=== EXTRACT TO READ ===
Funniest/Most Insightful Comments Of The Week At Techdirt

from the fair-comment dept

This week, we covered the fallout of FOSTA, which can be summarized as "nothing positive accomplished, plus dumb new rules at sites like Tumblr". Both our winning comments on the insightful side came in response to people attacking this evaluation in various flawed ways. In first place, it's Wyrm correcting an incorrect assertion about the impact on sex trafficking ads:

Trolling or just misunderstanding?

The article doesn't attribute the raise in ads to FOSTA (ie "they raised because of FOSTA"), but notes that they still raised after FOSTA (ie "they raise despite FOSTA"). Hence, the law didn't accomplish this objective and introduced a lot of other negative side effects (censorship, more difficult investigations, ...) that were indeed attributed to this failure of a law.

It also points out that the supporters lie about the result both in effect ("raise" instead of "drop") and cause ("it dropped because of FOSTA", when the small-term drop that did occur happened before FOSTA).

I'll pass on commenting the rest of the ridiculous rant.

In second place, it's Stephen T. Stone with a lengthy refutation of those who would celebrate Tumblr's sex ban:

Stephen T. Stone (profile), 5 Dec 2018 @ 11:19am I always enjoy dismantling these little treatises—especially when they hit upon something I am intimately familiar with: sexual content in general and queer content in particular.

So what's the "problem"? Less pornography?

Nudity, sexuality, and discussions thereof also fall under this ban. And since LGBT/queer content is, by nature of our wonderful society, damn near always seen as explicitly “sexual” in nature even if it were otherwise innocuous (e.g., a gay couple kissing), that content tends to get axed first.
=== RECORDED INFORMATION ===
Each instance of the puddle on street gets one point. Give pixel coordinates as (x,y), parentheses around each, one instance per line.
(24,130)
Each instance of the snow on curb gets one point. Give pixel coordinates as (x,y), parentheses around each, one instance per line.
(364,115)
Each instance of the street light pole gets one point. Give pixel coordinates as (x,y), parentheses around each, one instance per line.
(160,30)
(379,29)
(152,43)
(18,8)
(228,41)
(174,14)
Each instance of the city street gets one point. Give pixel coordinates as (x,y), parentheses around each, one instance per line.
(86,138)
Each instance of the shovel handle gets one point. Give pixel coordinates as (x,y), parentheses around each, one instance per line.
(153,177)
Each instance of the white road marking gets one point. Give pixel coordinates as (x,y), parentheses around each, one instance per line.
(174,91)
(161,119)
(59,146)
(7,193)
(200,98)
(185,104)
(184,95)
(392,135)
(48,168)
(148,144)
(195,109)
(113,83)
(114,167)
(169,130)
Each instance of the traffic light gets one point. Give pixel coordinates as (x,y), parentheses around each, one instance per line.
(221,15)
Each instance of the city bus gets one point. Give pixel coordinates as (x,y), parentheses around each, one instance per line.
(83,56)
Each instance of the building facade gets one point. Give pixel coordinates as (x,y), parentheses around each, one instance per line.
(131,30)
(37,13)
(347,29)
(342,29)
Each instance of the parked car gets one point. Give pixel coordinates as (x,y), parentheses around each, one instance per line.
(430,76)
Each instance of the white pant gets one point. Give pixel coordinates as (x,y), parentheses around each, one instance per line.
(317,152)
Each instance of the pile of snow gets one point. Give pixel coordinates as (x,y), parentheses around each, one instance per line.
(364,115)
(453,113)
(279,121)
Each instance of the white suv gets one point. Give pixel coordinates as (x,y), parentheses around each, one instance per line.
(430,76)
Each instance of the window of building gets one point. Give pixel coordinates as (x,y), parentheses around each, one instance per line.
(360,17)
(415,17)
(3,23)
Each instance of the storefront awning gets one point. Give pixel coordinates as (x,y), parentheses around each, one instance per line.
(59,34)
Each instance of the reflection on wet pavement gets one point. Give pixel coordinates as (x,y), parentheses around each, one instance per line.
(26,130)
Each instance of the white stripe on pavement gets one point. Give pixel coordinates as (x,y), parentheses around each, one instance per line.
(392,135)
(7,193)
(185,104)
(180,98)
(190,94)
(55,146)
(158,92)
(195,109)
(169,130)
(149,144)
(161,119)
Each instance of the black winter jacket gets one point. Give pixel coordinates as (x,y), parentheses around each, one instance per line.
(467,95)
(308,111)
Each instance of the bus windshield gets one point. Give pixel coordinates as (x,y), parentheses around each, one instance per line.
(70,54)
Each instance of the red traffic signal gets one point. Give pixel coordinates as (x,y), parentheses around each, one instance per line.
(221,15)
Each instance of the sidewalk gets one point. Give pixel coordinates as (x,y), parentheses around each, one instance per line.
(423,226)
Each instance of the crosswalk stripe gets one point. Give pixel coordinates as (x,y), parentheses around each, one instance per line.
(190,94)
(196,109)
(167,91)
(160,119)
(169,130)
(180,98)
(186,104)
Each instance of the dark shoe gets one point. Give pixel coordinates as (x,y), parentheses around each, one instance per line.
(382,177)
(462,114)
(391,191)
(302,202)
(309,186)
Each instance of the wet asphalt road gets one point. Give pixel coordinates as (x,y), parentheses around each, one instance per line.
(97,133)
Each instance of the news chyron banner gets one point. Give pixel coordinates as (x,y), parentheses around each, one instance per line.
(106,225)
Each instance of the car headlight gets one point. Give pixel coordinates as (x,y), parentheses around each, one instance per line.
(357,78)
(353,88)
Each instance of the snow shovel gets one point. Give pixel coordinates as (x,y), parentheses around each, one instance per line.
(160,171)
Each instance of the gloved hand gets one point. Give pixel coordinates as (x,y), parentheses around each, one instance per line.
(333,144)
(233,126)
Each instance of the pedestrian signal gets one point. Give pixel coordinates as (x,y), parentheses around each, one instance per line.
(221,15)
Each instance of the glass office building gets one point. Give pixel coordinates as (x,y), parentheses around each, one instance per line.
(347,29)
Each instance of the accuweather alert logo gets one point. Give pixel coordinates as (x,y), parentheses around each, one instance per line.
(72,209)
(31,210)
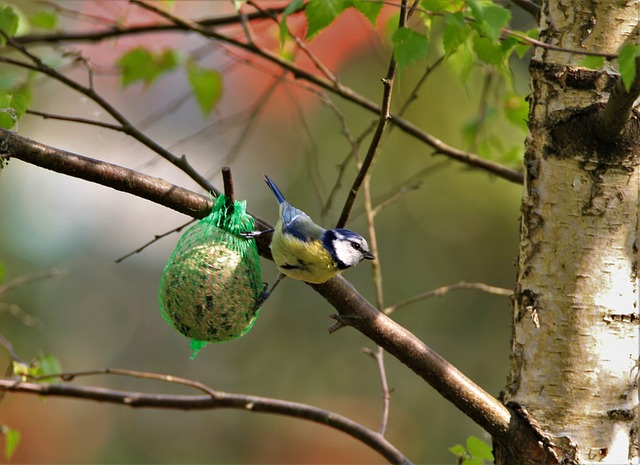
===
### WORK TO COMPLETE:
1. Write out the part of the Techdirt comment roundup that begins with the words "I'll pass on" and ends after the words "get axed first.", copying it word for word.
2. Count the lines in the records that contain the string "signal", treating uppercase and lowercase as different. Reply with the number alone.

### ANSWERS FOR THIS EXERCISE:
1.
I'll pass on commenting the rest of the ridiculous rant.

In second place, it's Stephen T. Stone with a lengthy refutation of those who would celebrate Tumblr's sex ban:

Stephen T. Stone (profile), 5 Dec 2018 @ 11:19am I always enjoy dismantling these little treatises—especially when they hit upon something I am intimately familiar with: sexual content in general and queer content in particular.

So what's the "problem"? Less pornography?

Nudity, sexuality, and discussions thereof also fall under this ban. And since LGBT/queer content is, by nature of our wonderful society, damn near always seen as explicitly “sexual” in nature even if it were otherwise innocuous (e.g., a gay couple kissing), that content tends to get axed first.

2. 2